Entries shown:
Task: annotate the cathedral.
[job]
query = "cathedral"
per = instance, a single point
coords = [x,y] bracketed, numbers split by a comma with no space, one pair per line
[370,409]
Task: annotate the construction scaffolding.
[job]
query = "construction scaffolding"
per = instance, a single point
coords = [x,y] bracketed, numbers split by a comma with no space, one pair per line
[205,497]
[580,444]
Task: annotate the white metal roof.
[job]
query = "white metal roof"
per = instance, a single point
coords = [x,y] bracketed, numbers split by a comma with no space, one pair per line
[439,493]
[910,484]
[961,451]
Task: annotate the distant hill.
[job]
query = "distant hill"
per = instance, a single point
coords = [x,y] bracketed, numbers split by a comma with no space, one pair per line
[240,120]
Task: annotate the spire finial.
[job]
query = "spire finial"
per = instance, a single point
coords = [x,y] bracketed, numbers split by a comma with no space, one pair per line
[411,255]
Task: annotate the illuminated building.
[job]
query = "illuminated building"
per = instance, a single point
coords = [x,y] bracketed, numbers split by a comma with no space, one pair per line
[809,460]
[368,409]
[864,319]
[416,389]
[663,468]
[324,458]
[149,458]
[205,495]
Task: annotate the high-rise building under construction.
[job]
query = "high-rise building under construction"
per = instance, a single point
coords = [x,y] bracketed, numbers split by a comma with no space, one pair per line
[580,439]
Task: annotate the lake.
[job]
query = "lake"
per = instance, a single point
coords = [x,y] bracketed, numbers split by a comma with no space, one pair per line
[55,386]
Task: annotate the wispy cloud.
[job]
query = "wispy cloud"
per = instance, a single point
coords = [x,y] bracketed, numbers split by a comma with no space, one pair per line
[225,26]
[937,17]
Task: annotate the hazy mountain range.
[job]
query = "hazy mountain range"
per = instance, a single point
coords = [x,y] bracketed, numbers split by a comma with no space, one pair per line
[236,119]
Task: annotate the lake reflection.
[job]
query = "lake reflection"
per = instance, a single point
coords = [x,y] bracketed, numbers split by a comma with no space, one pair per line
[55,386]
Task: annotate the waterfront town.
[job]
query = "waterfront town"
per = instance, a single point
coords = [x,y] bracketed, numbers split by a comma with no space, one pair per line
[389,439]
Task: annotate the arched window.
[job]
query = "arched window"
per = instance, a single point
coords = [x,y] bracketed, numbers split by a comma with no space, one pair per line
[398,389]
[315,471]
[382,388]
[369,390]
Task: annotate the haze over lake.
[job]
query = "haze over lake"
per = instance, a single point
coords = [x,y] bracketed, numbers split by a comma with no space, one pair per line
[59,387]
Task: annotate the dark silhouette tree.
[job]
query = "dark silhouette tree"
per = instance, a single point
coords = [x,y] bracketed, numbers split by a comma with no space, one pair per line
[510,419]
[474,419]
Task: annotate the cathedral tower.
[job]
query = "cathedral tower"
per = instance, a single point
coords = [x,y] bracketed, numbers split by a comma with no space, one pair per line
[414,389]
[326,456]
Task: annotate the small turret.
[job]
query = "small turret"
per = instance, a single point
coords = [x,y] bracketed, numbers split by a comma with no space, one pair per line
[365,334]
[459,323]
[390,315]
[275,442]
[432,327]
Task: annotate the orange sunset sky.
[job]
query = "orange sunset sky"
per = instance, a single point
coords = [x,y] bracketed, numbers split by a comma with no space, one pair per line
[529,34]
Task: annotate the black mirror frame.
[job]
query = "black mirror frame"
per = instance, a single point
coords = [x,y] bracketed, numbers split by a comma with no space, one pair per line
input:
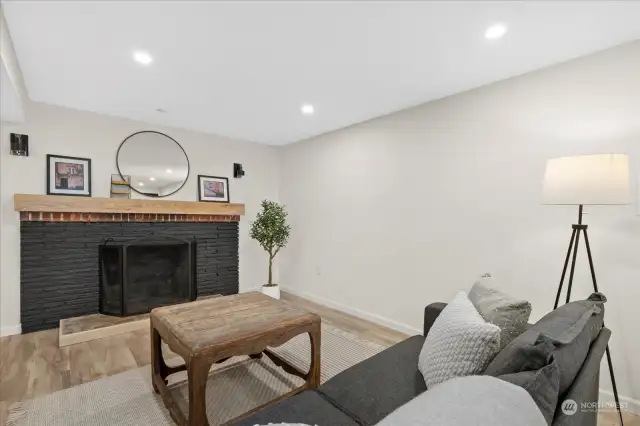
[159,133]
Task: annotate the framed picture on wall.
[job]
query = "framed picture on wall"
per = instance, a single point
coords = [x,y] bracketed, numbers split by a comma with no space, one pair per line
[213,188]
[68,175]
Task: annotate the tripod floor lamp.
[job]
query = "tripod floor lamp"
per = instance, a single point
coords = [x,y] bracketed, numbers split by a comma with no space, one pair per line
[586,180]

Aim: Reproduce verbatim the records starting at the line containing "Task: annotate the cathedral tower." and ending at the end of the records, omitting the pictures from your answer.

Written solution:
Task: annotate the cathedral tower.
[job]
query = "cathedral tower"
per = instance, a single point
coords = [x,y] bracketed, numbers split by a comma with no space, one pair per line
[414,389]
[326,456]
Task: annotate the small turret.
[job]
query = "small turret"
per = instance, a single point
coords = [x,y] bracketed, numbers split by a comma with no space, one pair per line
[365,334]
[459,323]
[390,315]
[275,442]
[432,327]
Task: annotate the orange sunset sky.
[job]
query = "orange sunset sky"
per = instance, a single point
coords = [x,y] bracketed, numbers split by a comma with no space, one pair per line
[529,34]
Task: annotate the black mirror frame.
[job]
query = "black mirror frame"
per = instance, a single point
coords = [x,y] bracketed, numbers split by a comma with no space, one pair per line
input:
[159,133]
Task: annotate the framed picture on wall.
[job]
query = "framed picture on wall"
per = instance, a single point
coords = [x,y] bracketed, numbers split by a comma with no space, one pair per line
[213,188]
[68,175]
Task: annotate the tripod floor lamp.
[job]
query = "tripod floor lamp"
per = instance, a single point
coords = [x,y] bracketed, numbers split by a comma with no space, one pair per line
[586,180]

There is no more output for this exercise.